**Exercise description:** Copy out each line exactly as it appears.

--- Begin Listing ---

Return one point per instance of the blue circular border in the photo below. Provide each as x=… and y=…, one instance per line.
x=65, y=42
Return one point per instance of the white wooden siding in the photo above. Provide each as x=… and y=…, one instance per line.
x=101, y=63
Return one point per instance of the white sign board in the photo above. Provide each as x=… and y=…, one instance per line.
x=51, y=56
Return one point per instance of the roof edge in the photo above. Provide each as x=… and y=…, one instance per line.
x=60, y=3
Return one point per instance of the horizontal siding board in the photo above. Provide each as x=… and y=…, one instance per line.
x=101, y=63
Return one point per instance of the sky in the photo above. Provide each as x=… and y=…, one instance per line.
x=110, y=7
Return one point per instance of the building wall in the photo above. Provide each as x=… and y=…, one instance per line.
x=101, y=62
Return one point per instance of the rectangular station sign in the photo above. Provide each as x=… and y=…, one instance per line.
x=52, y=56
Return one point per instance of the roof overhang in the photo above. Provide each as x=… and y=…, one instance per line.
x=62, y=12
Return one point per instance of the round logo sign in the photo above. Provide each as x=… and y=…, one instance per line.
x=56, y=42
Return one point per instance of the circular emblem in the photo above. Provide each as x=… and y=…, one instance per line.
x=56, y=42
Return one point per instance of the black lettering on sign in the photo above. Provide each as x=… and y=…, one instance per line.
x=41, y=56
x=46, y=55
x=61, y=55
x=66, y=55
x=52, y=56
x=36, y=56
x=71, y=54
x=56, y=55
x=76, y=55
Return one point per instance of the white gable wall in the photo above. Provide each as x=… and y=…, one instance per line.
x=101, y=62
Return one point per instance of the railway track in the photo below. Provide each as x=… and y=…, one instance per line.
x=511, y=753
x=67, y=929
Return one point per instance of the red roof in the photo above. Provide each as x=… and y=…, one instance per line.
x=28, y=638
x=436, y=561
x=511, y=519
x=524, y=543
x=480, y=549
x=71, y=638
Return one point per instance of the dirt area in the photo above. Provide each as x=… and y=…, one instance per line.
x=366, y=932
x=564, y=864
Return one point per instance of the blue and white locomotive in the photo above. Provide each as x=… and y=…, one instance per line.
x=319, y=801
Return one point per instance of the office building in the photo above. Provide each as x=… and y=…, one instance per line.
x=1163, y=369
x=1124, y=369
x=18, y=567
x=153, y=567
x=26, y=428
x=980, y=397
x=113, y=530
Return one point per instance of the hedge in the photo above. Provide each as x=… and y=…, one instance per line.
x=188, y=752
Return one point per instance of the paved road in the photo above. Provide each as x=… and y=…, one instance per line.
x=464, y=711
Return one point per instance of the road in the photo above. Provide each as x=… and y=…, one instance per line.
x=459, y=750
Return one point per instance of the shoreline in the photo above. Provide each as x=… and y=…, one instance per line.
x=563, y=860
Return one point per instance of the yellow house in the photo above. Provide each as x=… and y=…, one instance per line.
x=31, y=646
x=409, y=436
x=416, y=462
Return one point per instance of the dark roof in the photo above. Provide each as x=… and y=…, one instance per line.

--- End Listing ---

**Exercise response:**
Return one point per instance of the blue circular border in the photo below. Provide each as x=… and y=…, one instance per line.
x=65, y=42
Return one point per instance of the white wooden siding in the photo above. Provide each as x=… and y=…, one instance per line.
x=101, y=63
Return one point per instance of the white sign board in the photo above. Provide each as x=… and y=…, one instance per line.
x=51, y=56
Return one point per instance of the roof edge in the photo above. Provide each as x=… and y=…, one instance per line.
x=60, y=3
Return one point per instance of the horizontal siding board in the photo above. Provide each as x=… and y=…, one instance per line.
x=101, y=63
Return one point per instance of the sky in the photo above. Provide each as x=… and y=…, one instance per line.
x=110, y=7
Return one point per instance of the building wall in the photo above. Provide each as x=… and y=…, one instance per line.
x=101, y=62
Return one point per instance of the rectangular station sign in the photo above. Provide each as x=… and y=…, one instance per line.
x=52, y=56
Return one point per instance of the roof overhang in the photo above. Provide each as x=… and y=…, one instance per line.
x=62, y=12
Return one point per instance of the round logo sign in the photo above. Provide each as x=… and y=…, one instance per line.
x=56, y=42
Return one point per instance of the circular emblem in the photo above. Provide each as x=… and y=…, one instance per line.
x=56, y=42
Return one point per instance of the black lettering on sign in the photo above. Provide each as x=… and y=…, one instance per line.
x=41, y=56
x=46, y=55
x=61, y=55
x=66, y=55
x=52, y=56
x=36, y=56
x=71, y=54
x=56, y=55
x=76, y=55
Return one point per instance of the white gable wall in the photo above. Provide each as x=… and y=…, one instance per line.
x=101, y=62
Return one point per instance of the railway track in the photo below. Provide each as x=… and y=…, one instance per line.
x=511, y=753
x=67, y=929
Return one point per instance of the red roof in the photo above. Provide each as x=… and y=…, one instance per line.
x=28, y=638
x=436, y=561
x=511, y=519
x=524, y=543
x=480, y=549
x=71, y=638
Return one point per instance of the dirt area in the photo above. Provide each as x=… and y=…, one instance per line.
x=366, y=932
x=564, y=864
Return one point per instance of the blue and white locomotive in the photo above. Provide each as x=… and y=…, one instance per line.
x=319, y=801
Return one point per instance of the office building in the photo above. Provide each as x=… and y=…, one instance per line.
x=1163, y=369
x=1124, y=369
x=18, y=567
x=153, y=567
x=26, y=428
x=980, y=397
x=113, y=530
Return one point per instance of the hedge in the photo above. Provide each as x=… and y=…, one instance per line.
x=188, y=752
Return one point per instance of the paved road in the photo above. Provide each as x=… and y=…, one instance per line.
x=464, y=711
Return one point per instance of the road in the photo above. Provide each as x=… and y=…, one instance per line.
x=459, y=750
Return one point per instance of the shoreline in the photo above. Provide each as x=… and y=…, one instance per line.
x=563, y=860
Return one point per instance of the yellow house in the photo above. Provide each as x=… and y=…, one instance per line.
x=31, y=646
x=409, y=436
x=416, y=462
Return one point per instance of the dark roof in the photo above. Provide each as x=… and y=…, one instance per line.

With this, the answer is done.